Aim: Pick out each line in the records below that contains the word "tree", and copy those lines.
***** Dataset extract *****
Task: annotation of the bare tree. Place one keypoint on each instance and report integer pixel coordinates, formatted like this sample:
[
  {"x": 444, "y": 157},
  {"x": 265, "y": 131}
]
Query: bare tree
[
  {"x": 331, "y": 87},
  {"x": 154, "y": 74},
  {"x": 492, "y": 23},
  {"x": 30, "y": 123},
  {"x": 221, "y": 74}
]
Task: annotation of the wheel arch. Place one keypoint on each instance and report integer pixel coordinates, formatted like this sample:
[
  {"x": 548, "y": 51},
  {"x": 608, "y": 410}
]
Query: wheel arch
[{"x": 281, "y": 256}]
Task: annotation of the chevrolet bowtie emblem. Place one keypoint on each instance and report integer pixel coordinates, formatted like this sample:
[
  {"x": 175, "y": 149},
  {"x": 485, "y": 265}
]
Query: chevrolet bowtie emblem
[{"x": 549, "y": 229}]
*****
***** Dataset extract *****
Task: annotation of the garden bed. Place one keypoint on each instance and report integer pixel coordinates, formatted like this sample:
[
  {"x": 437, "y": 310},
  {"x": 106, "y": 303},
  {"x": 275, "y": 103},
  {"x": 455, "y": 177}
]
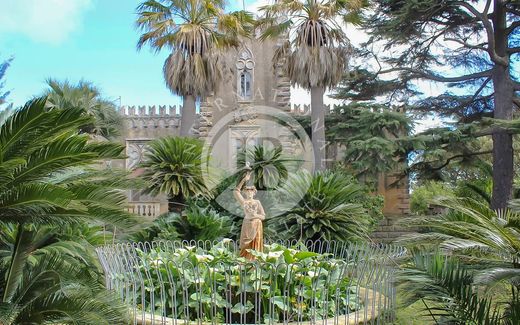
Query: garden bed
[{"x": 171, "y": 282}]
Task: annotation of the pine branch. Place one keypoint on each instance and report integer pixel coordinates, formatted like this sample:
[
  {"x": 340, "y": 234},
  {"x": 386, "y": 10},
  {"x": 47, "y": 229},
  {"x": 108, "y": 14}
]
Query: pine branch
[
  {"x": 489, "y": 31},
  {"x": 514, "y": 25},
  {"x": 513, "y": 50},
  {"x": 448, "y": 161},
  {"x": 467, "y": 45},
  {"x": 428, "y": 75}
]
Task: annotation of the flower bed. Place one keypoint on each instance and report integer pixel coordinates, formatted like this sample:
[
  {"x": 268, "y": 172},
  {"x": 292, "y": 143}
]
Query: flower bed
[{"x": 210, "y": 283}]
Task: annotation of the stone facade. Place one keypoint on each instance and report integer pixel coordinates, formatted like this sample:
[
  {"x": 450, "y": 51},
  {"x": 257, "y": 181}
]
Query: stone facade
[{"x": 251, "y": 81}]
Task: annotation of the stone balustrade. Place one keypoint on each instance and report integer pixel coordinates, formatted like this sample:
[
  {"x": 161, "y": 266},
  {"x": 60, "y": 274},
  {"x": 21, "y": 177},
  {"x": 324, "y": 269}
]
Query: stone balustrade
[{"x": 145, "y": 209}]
*****
The solution:
Task: annotation of the bare tree. Place one keypoint on each instance and report integer pixel coordinates, formatted like this sample:
Query: bare tree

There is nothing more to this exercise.